═════ KUTIPAN ═════

Mubadalah.id – Beberapa waktu lalu, saya sempat membaca tulisan dari Faqihuddin Abdul Kodir yang mendiskusikan makna ghadd al baṣr dalam QS. al-Nūr [24]: 30-31. Pada esai tersebut, Faqihuddin berargumen bahwa ghadd al-baṣr tidak hanya berurusan dengan penundukan pandangan fisik. Namun, perintah ini juga berkaitan erat dengan bagaimana manusia mengendalikan cara pandangnya terhadap yang-lain.
Dalam konteks relasi bersama lawan jenis, makna ghadd al baṣr merupakan bagian dari etika yang menekankan urgensi untuk memandang perempuan sebagai subjek utuh yang memiliki dimensi intelektual, moral, sosial, hingga spiritual, begitupun sebaliknya.
Alih-alih memosisikan salah satu jenis kelamin sebatas objek seksual semata, perintah ghadd al baṣr justru bermaksud untuk menata pandangan umat manusia agar memandang setiap individu, tak terkecuali perempuan, sebagai agen kehidupan yang dapat berkontribusi bagi penjagaan, penguatan, dan perwujudan kebaikan dan ketakwaan di muka bumi.
Keragaman Makna Ghadd al Basr dalam Tafsir Modern
Penting untuk kita kemukakan bahwa pemaknaan progresif dan resiprokal seperti ini belum begitu familiar bagi beberapa kalangan Muslim di Indonesia. Bahkan, tidak sedikit dari mereka yang justru menjadikan ayat ini sebagai landasan untuk melarang interaksi antara laki-laki dengan perempuan di ruang publik, baik itu untuk kepentingan ekonomi, sosial, politik, kebudayaan, dan lain-lain.
Padahal, jika mengikuti alur argumen Faqihuddin, yang ia kehendaki dari ayat ini adalah upaya untuk menciptakan suatu budaya dan tatanan publik yang etis. Artinya, interaksi antar lawan jenis tidak perlu kita negasikan untuk menghindari peristiwa amoral. Namun, interaksi tersebut mesti kita bingkai dalam suatu perspektif etis yang mengapresiasi keutuhan masing-masing individu dalam relasionalitasnya satu sama lain.

═════ DATA KAJIAN ═════

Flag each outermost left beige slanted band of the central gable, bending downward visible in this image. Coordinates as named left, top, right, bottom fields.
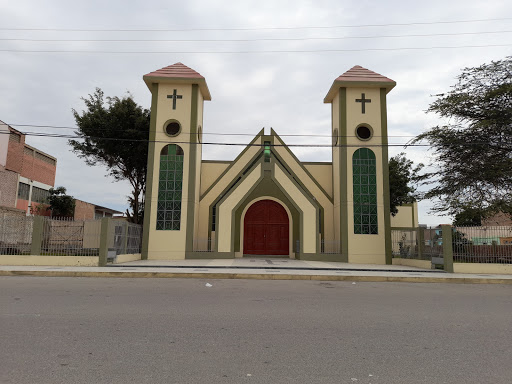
left=198, top=137, right=262, bottom=243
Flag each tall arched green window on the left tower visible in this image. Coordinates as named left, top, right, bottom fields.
left=156, top=144, right=183, bottom=231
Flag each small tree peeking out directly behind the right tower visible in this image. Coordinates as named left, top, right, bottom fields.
left=389, top=153, right=423, bottom=216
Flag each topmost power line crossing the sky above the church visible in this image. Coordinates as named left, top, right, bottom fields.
left=0, top=17, right=512, bottom=32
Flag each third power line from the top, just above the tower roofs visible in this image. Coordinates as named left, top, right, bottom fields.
left=0, top=44, right=512, bottom=55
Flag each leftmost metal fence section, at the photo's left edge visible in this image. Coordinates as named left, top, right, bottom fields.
left=0, top=214, right=34, bottom=255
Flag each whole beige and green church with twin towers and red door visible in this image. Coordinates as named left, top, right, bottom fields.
left=142, top=63, right=417, bottom=264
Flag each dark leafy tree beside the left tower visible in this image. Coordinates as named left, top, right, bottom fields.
left=69, top=88, right=150, bottom=223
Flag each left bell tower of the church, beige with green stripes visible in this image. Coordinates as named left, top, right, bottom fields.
left=142, top=63, right=211, bottom=259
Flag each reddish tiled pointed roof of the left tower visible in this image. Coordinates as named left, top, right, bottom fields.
left=143, top=63, right=212, bottom=100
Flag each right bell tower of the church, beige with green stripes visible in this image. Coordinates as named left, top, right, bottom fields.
left=324, top=66, right=396, bottom=264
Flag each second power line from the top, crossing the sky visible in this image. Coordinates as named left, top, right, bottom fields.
left=0, top=31, right=512, bottom=43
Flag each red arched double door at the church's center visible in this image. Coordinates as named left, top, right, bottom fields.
left=244, top=200, right=290, bottom=256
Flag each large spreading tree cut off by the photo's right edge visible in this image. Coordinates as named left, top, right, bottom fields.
left=412, top=57, right=512, bottom=216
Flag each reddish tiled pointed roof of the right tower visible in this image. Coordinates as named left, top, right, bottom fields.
left=324, top=65, right=396, bottom=103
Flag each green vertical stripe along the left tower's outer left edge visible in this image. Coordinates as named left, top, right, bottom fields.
left=141, top=83, right=158, bottom=260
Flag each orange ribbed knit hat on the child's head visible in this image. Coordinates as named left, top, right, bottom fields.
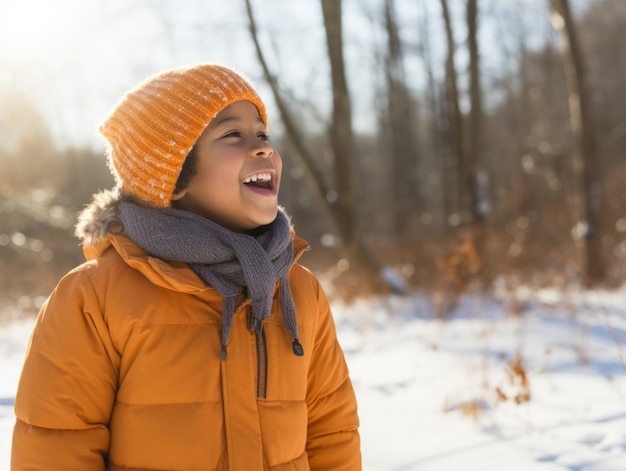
left=100, top=64, right=267, bottom=207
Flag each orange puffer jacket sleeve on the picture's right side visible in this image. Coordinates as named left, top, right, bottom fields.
left=307, top=276, right=361, bottom=471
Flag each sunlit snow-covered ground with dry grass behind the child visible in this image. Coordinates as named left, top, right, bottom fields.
left=0, top=290, right=626, bottom=471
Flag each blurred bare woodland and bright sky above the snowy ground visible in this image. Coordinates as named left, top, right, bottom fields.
left=0, top=0, right=626, bottom=314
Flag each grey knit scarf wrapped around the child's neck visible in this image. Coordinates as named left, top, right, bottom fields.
left=118, top=201, right=303, bottom=360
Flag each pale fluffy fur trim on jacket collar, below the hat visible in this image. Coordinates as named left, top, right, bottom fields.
left=74, top=190, right=120, bottom=247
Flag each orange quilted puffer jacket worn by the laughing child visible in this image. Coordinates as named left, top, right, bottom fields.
left=11, top=201, right=361, bottom=471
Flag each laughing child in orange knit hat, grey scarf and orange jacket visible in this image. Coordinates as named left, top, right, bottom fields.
left=11, top=64, right=361, bottom=471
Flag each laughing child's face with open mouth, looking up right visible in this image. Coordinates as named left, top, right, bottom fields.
left=172, top=101, right=282, bottom=232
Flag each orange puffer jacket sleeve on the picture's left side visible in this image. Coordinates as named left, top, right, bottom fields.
left=11, top=270, right=118, bottom=471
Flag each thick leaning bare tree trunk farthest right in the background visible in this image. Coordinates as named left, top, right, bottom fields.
left=550, top=0, right=605, bottom=286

═════

TUGAS ANDA ->
Salin persis bagian kutipan tentang makna ghadd al-baṣr di antara "Mubadalah.id – Beberapa" dan "pandangnya terhadap yang-lain.", termasuk kedua ujungnya.

JAWABAN LATIHAN ->
Mubadalah.id – Beberapa waktu lalu, saya sempat membaca tulisan dari Faqihuddin Abdul Kodir yang mendiskusikan makna ghadd al baṣr dalam QS. al-Nūr [24]: 30-31. Pada esai tersebut, Faqihuddin berargumen bahwa ghadd al-baṣr tidak hanya berurusan dengan penundukan pandangan fisik. Namun, perintah ini juga berkaitan erat dengan bagaimana manusia mengendalikan cara pandangnya terhadap yang-lain.